▸ Instrucción 1:
Reproduce literalmente el fragmento sobre la Princesa de Éboli, empezando por las palabras que contienen "viernes, 27 enero" y terminando después de "cargadas de lógica.".
▸ Instrucción 2:
Contesta con los datos del fragmento sobre la Princesa de Éboli:
(a) ¿A qué se dedica el autor del libro mencionado?
(b) ¿Cuántas páginas tiene aproximadamente ese libro?
(c) ¿Dónde se encontraba la prisión dorada de la princesa?
▸ Instrucción 3:
Indica si cada afirmación concuerda con el fragmento sobre la Princesa de Éboli. Responde sí o no y cita textualmente las palabras que lo deciden.
(a) El libro supera las 500 páginas.
(b) Los datos del libro proceden de documentos y estudios.
(c) Las sorpresas sobre la vida de la princesa son muchas.

Secretos de la vida de la Éboli

viernes, 27 enero 2006 0 Por Herrera Casado

Aunque parecía imposible, todavía se pueden recibir sorpresas acerca de la vida y la memoria de la Princesa de Éboli. No muchas, y en cierto modo sutiles, pero en el libro que acaba de publicar el conocido egiptólogo Nacho Ares, aparecen tres o cuatro detalles, distribuidos a lo largo de las casi 300 páginas de su libro, que nos hacen tomar un nuevo derrotero en la apreciación de esta alcarreña que llenó con sus intrigas y su belleza el Siglo de Oro español.

Datos sobre sus viajes, sobre su vida en la prisión dorada de Pastrana, sobre sus retratos, sobre el origen de su lesión oftálmica… y no sacados de la imaginación o del sufrido trato con los misterios que nunca se pueden desvelar, no: sacados de documentos, de estudios concienzudos, de deducciones cargadas de lógica.

▸ Datos registrados:
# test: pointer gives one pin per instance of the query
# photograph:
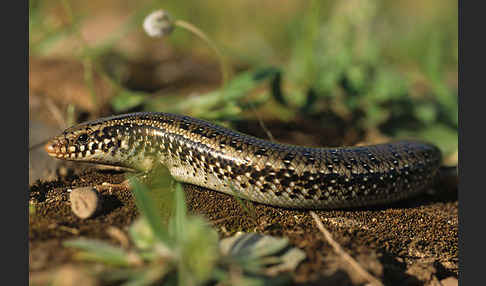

▸ Respuesta 1:
viernes, 27 enero 2006 0 Por Herrera Casado

Aunque parecía imposible, todavía se pueden recibir sorpresas acerca de la vida y la memoria de la Princesa de Éboli. No muchas, y en cierto modo sutiles, pero en el libro que acaba de publicar el conocido egiptólogo Nacho Ares, aparecen tres o cuatro detalles, distribuidos a lo largo de las casi 300 páginas de su libro, que nos hacen tomar un nuevo derrotero en la apreciación de esta alcarreña que llenó con sus intrigas y su belleza el Siglo de Oro español.

Datos sobre sus viajes, sobre su vida en la prisión dorada de Pastrana, sobre sus retratos, sobre el origen de su lesión oftálmica… y no sacados de la imaginación o del sufrido trato con los misterios que nunca se pueden desvelar, no: sacados de documentos, de estudios concienzudos, de deducciones cargadas de lógica.

▸ Respuesta 2:
(a) Es egiptólogo.
(b) Casi 300 páginas.
(c) En Pastrana.

▸ Respuesta 3:
(a) No: "casi 300 páginas".
(b) Sí: "sacados de documentos, de estudios concienzudos, de deducciones cargadas de lógica".
(c) No: "No muchas, y en cierto modo sutiles".